What is being asked
Transcribe word for word the lines spanning the line with "Find the tree trunk" through the end of the records.

Data provided
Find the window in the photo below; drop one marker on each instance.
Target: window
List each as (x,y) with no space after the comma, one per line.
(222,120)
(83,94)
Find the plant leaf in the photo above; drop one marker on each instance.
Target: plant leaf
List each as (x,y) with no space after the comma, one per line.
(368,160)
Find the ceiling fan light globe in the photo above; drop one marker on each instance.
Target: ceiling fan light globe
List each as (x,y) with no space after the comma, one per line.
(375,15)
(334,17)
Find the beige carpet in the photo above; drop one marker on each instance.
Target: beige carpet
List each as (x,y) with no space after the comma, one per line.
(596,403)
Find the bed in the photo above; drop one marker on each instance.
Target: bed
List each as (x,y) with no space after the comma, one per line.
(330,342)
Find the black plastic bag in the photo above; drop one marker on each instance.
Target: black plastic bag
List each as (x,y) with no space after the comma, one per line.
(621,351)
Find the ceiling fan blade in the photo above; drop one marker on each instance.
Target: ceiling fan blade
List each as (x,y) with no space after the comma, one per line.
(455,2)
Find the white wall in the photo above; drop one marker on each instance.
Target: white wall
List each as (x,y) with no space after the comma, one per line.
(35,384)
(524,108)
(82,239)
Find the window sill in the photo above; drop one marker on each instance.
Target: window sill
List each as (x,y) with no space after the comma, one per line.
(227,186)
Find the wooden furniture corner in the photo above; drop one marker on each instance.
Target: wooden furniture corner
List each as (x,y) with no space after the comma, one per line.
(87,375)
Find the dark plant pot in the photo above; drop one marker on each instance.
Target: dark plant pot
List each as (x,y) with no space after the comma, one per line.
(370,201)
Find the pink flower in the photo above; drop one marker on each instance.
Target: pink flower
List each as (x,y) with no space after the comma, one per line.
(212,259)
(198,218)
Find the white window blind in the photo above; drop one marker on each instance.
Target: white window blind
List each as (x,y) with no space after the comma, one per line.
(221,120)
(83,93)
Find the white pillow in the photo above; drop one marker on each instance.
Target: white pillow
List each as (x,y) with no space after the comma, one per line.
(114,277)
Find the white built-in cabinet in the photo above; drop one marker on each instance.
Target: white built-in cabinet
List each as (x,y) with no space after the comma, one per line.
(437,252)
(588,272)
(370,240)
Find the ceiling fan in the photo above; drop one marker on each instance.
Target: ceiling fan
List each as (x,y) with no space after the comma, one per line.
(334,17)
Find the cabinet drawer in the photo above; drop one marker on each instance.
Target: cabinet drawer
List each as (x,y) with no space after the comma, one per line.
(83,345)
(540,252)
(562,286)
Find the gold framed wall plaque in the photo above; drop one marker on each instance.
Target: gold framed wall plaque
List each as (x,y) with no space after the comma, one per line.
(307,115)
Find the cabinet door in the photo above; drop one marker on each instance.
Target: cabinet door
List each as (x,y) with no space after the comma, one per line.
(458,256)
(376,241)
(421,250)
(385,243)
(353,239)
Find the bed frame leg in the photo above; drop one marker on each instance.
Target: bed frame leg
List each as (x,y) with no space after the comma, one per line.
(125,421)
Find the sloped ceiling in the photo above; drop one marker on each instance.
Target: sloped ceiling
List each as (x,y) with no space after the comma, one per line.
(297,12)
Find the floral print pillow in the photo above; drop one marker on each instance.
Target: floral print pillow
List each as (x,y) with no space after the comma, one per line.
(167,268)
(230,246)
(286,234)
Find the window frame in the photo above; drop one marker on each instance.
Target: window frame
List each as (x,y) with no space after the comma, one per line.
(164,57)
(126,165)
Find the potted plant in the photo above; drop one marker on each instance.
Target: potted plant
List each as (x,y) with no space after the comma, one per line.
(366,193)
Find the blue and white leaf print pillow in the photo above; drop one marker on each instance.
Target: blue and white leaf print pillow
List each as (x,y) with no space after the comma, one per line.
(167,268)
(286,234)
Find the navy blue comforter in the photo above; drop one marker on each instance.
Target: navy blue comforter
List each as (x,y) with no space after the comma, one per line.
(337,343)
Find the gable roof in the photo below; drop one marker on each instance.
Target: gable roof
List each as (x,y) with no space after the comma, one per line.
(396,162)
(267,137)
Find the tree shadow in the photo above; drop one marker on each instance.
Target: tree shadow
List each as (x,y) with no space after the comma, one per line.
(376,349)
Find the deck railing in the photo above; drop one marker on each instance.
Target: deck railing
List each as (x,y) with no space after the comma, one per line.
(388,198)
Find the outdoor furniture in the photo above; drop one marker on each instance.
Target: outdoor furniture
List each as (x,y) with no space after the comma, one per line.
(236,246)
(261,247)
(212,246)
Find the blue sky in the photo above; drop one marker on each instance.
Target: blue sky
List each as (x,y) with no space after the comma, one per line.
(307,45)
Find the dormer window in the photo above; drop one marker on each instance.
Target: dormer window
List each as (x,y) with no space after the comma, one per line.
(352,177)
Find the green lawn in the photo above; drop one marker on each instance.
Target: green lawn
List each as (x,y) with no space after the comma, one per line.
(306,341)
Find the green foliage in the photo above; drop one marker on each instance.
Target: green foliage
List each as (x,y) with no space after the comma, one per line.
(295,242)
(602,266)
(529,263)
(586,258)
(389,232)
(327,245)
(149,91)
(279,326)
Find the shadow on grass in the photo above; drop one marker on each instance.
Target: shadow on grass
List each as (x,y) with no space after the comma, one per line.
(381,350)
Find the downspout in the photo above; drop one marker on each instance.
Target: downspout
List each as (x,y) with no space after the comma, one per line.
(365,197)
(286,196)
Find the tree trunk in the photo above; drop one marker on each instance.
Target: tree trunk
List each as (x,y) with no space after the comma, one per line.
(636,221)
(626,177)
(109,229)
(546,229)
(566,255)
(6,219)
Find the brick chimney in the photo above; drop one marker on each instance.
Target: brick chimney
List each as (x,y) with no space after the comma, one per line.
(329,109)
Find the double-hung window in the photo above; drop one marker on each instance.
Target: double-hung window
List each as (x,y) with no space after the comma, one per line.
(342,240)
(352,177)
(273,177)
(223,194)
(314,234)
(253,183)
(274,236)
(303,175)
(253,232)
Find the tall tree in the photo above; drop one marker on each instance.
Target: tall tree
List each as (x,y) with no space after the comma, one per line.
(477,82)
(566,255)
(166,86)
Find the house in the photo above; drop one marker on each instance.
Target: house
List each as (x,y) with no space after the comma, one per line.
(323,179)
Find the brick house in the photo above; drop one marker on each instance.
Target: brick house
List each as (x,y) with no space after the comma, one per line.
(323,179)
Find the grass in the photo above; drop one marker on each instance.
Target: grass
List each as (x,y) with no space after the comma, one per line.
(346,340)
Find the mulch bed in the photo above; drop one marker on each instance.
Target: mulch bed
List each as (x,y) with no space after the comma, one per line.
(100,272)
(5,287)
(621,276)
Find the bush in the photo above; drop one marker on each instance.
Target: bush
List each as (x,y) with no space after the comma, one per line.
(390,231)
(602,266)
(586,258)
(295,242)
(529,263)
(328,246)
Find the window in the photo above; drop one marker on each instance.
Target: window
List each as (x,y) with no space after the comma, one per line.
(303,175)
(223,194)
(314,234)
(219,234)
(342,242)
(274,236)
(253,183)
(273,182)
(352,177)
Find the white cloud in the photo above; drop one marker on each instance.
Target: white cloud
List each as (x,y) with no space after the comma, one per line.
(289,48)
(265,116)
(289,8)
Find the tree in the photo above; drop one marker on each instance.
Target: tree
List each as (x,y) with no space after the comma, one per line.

Solution for this exercise
Find the tree trunk in the photo above; drop one marker on each instance.
Target: tree trunk
List each as (x,y) with no space after the comma, one per line.
(636,221)
(626,177)
(109,229)
(546,229)
(566,255)
(6,219)
Find the brick chimney in the photo above; drop one marker on each instance.
Target: brick chimney
List each as (x,y) with no space after the comma, one per line.
(329,109)
Find the double-hung window in the photo above; drop one marker on each instance.
Target: double-hung window
List each as (x,y) with no space after the comma, one per line.
(342,240)
(352,177)
(273,177)
(223,194)
(314,234)
(253,183)
(274,236)
(303,175)
(253,232)
Find the tall tree in the photo above; drop one marker on each instance.
Target: tall tree
List each as (x,y) with no space after the comma, one per line.
(477,82)
(566,255)
(166,86)
Find the house in the photo above; drop one marker on each instance.
Target: house
List each as (x,y) with no space after the comma, one per line.
(323,179)
Find the brick house in the photo above; drop one marker on each instance.
Target: brick house
List each as (x,y) with no space after the comma, one per line.
(323,179)
Find the grass in the photo above; drop one marker on each instance.
Target: grass
List each as (x,y) with no space after the comma, one per line.
(346,340)
Find the mulch bed in the photo above; drop one marker on each instance.
Target: mulch bed
List each as (x,y) with no space after the comma, one per line.
(100,272)
(5,287)
(621,276)
Find the bush in the photo above; drop one marker on each instance.
Target: bush
List each as (x,y) with no space after the comma, one per line.
(390,231)
(602,266)
(586,258)
(295,242)
(529,263)
(328,246)
Find the window in the photo above; drop one marker on each instance.
Target: window
List each as (x,y) with no space after the comma, one per line.
(303,175)
(223,194)
(314,234)
(219,234)
(342,242)
(274,236)
(253,183)
(273,182)
(352,177)
Find the white cloud in the photo above; drop one marker on each instance.
Target: white cloud
List each as (x,y) with no space after the comma, one per line.
(289,48)
(265,116)
(289,8)
Find the tree in the photo above; drop one marker on each instance.
Target: tree
List each as (x,y) with no space after the comma, one per line.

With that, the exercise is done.